======== Exercise inputs ========

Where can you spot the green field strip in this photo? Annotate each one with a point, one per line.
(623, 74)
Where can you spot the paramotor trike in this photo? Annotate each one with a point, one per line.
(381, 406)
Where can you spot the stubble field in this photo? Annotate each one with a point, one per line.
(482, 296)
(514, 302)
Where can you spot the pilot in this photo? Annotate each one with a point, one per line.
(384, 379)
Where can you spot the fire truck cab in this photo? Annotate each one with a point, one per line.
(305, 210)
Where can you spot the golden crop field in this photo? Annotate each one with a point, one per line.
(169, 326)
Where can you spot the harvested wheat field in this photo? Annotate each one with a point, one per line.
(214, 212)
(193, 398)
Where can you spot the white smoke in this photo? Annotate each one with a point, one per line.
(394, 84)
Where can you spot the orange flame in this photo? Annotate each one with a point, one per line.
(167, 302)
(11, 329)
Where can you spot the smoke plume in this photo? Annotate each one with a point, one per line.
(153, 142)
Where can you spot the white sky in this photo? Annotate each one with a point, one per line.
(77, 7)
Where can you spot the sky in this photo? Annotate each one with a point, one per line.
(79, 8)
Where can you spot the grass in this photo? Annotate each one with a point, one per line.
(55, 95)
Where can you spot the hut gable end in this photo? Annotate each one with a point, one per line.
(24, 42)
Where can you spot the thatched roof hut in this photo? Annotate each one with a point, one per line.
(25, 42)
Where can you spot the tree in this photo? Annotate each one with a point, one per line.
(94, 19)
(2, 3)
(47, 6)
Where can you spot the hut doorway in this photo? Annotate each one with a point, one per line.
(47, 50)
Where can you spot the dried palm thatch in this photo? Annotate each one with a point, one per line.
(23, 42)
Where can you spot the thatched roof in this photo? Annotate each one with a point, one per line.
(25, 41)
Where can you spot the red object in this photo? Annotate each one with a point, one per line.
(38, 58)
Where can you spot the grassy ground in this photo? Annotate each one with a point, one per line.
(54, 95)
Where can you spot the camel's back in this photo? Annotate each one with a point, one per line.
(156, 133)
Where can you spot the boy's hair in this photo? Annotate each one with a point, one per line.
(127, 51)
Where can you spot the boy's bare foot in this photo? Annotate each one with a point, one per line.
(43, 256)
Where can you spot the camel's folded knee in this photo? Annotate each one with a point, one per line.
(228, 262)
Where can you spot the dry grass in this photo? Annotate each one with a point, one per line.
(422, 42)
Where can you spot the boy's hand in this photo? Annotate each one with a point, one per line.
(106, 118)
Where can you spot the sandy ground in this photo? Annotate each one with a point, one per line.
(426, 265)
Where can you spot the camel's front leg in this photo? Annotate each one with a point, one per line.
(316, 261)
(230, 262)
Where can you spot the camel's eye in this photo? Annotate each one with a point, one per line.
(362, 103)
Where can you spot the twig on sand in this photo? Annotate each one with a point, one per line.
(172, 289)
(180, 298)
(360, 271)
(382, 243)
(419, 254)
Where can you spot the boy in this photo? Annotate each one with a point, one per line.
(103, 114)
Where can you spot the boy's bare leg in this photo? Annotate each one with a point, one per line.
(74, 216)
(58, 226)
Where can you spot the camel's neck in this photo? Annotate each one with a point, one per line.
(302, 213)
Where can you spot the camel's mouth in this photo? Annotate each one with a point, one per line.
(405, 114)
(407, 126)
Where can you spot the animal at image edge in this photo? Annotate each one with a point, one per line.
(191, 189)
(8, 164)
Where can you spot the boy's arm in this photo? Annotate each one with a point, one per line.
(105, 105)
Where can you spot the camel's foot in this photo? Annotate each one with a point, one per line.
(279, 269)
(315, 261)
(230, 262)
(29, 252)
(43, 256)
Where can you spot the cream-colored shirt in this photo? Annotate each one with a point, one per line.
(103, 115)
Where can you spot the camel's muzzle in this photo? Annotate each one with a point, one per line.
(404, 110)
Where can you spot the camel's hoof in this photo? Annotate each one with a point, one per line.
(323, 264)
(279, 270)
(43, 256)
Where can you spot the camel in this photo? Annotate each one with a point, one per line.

========

## [What you are asked to do]
Rewrite the entire listing above, replacing "Annotate" with "Mark" wherever it appears and leaving everything else as it is.

## [Expected output]
Where can you spot the green field strip in this photo? Mark each one with a point, one per line.
(623, 74)
Where can you spot the paramotor trike in this photo? Mark each one with a point, one per line.
(381, 406)
Where can you spot the stubble field in this photo? Mark each one with a point, one per line.
(482, 296)
(514, 302)
Where can you spot the pilot in this photo? Mark each one with a point, one per line.
(384, 379)
Where can you spot the fire truck cab in this photo? Mark each one with a point, one per line.
(305, 210)
Where can you spot the golden crop field in this photo? Mark each one with a point, one per line.
(169, 326)
Where can you spot the harvested wheat field in this photo? Mark each one with a point, one per line.
(214, 212)
(193, 398)
Where can you spot the white smoke in this photo? Mark each one with a point, one per line.
(394, 84)
Where can you spot the orange flame in this photo? Mark each one with a point, one per line.
(167, 302)
(11, 329)
Where can you spot the smoke plume in this photo? Mark each one with a point, one per line.
(153, 142)
Where can you spot the white sky in this photo? Mark each one with a point, one per line.
(77, 7)
Where can you spot the sky in this photo? Mark each one with a point, one per line.
(79, 8)
Where can you spot the grass in this photo? Mark each one with a point, one per line.
(55, 95)
Where can you spot the hut gable end in this photo? Mark each one with a point, one per line.
(24, 42)
Where can you spot the thatched roof hut in this photo? Mark each one with a point, one per line.
(25, 42)
Where can you spot the tree in this photo? Mark each one with a point, one per line.
(94, 19)
(2, 3)
(47, 6)
Where can you spot the hut doorway in this photo? Mark each one with a point, one per line.
(47, 50)
Where can you spot the dried palm thatch in this photo? Mark each one with a point, one per line.
(23, 42)
Where can you spot the thatched roof in this photo? Mark each one with a point, one per line.
(25, 41)
Where can you spot the red object in this photo? Mark each one with a point, one per line.
(38, 58)
Where can you spot the grassy ground in this photo? Mark each one with a point, one per line.
(54, 95)
Where can you spot the camel's back in this photo? Mark each one with a point, one per line.
(156, 133)
Where can you spot the boy's hair in this photo? Mark each one with a point, one per line.
(127, 51)
Where can you spot the boy's bare foot in this photo? Mark each one with a point, one per line.
(43, 256)
Where can you spot the camel's folded knee in this photo? Mark each one with a point, one per line.
(228, 262)
Where can you spot the dry grass in this photo? Mark each one with a point, one per line.
(422, 42)
Where can you spot the boy's hand in this photo? Mark each one with a point, one per line.
(106, 118)
Where can you spot the sandy ground in this photo? Mark each one with a point, one per line.
(426, 265)
Where can you spot the camel's front leg in this photo? Mark each one with a point, one per line.
(316, 261)
(230, 262)
Where can you spot the camel's eye in this photo? Mark each one with a point, one per line.
(362, 103)
Where can you spot the twig on sand in this photo? Mark each one with a point, one per line.
(172, 289)
(180, 298)
(360, 271)
(382, 243)
(419, 254)
Where can you spot the boy in this photo? Mark each one with a point, one per line.
(103, 114)
Where can you spot the boy's bare leg in this photo? Mark each one with a point, one per line.
(74, 216)
(58, 226)
Where can you spot the camel's neck in this photo? Mark each one with a point, one per line.
(302, 213)
Where can you spot the camel's mouth in this photo? Mark each one with a point, one per line.
(405, 114)
(407, 126)
Where can you spot the animal at image edge in this photo? Mark each one with a point, one per line.
(191, 189)
(8, 164)
Where can you spot the boy's arm in this photo? Mark each one with a point, one per line.
(105, 105)
Where can you spot the camel's foot in this photo? Mark each one with a point, one per line.
(279, 269)
(315, 261)
(230, 262)
(29, 252)
(43, 256)
Where can you spot the cream-colored shirt in this photo? Mark each one with a point, one per line.
(103, 115)
Where can you spot the camel's muzzle in this photo? Mark each one with a point, one per line.
(404, 110)
Where can you spot the camel's hoof in this photo? Mark each one with a point, one per line.
(323, 264)
(279, 270)
(43, 256)
Where can you spot the camel in this photo? Mark each one with a point, one per line.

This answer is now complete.